SOURCE DOCUMENT:

Start of Block

Witness testimony IS a justification for belief. Witness testimony may be the end of our verifiability, for instance, if the murder weapon is destroyed we may have to rely solely on witness testimony. The witness testimony IS the verification. So it may be fuzzily verifiable, but it is verifiable. Similarly, if many witnesses have written about what you might call a "religious" event, your reason for assuming they are lying is simply that you've already decided they are lying, not because you have some other evidence to the contrary. Their testimony IS the verifiability. Your job is to say why you would disbelieve witness testimony. Either they are telling the truth or they aren't, and the general assumption for a disparate group of witnesses telling roughly the same story is that they are probably telling the truth. I say roughly because if they told exactly the same story you might be able to assume that they made it up and are got their stories straight before hand. Regardless of whether you believe them or not, anyway, they are a source of authority on the subject in that they claim to have been their and are reporting on what they saw.
Except psychologists and other experts have known for years that witness testimony is not very reliable, and should only be used as a last resort in lieu of other facts. It's trivial to prove this. Consider magic tricks, or this popular test. Reality and what a witness would swear to are vastly different. This is even neglecting the idea of mass hallucination or suggestibility.
This is not to say that the witnesses are necessarily lying — just that they are, instead, fundamentally unreliable for reasons that has nothing to do with the personal attitude of a witness and instead has to do with basic human psychology and attention.

End of Block

INSTRUCTIONS TO FOLLOW: In the text on witness testimony, who has known for years that witness testimony is not very reliable?

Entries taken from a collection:

Start of Block

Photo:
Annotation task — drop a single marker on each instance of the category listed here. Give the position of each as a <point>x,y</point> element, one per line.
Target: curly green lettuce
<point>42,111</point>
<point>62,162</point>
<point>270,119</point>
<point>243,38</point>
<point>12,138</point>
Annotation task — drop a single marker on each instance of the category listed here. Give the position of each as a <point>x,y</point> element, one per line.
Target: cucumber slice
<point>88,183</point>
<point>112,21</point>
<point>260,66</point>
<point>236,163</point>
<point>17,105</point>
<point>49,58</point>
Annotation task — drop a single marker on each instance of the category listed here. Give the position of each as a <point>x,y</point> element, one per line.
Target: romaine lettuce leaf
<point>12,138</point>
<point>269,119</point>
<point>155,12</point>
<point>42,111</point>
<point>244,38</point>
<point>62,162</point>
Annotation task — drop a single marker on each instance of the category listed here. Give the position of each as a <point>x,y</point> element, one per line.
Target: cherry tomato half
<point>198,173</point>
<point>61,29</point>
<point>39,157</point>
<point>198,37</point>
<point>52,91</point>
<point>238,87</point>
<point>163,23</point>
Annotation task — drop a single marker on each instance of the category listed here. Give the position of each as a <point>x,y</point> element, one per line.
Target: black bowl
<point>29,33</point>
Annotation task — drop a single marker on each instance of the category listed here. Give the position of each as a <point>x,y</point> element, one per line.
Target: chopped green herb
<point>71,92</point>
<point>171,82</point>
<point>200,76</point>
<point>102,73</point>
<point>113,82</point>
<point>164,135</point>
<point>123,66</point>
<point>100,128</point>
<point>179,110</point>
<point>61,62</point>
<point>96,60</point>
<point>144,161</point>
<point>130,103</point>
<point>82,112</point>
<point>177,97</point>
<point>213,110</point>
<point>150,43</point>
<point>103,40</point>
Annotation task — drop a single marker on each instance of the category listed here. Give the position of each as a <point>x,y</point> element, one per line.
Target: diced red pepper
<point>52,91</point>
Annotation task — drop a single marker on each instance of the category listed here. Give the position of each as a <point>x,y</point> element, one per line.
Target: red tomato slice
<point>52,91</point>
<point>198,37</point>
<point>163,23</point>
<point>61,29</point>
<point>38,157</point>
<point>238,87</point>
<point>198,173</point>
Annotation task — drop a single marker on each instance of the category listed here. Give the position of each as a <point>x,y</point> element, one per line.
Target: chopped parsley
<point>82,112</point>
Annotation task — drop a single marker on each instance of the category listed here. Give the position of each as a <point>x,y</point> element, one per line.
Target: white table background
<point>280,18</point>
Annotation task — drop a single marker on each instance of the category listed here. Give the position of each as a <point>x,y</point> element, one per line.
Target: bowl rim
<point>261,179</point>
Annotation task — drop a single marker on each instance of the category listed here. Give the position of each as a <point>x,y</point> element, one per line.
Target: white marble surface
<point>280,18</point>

End of Block

ANSWER BOX: Psychologists and other experts.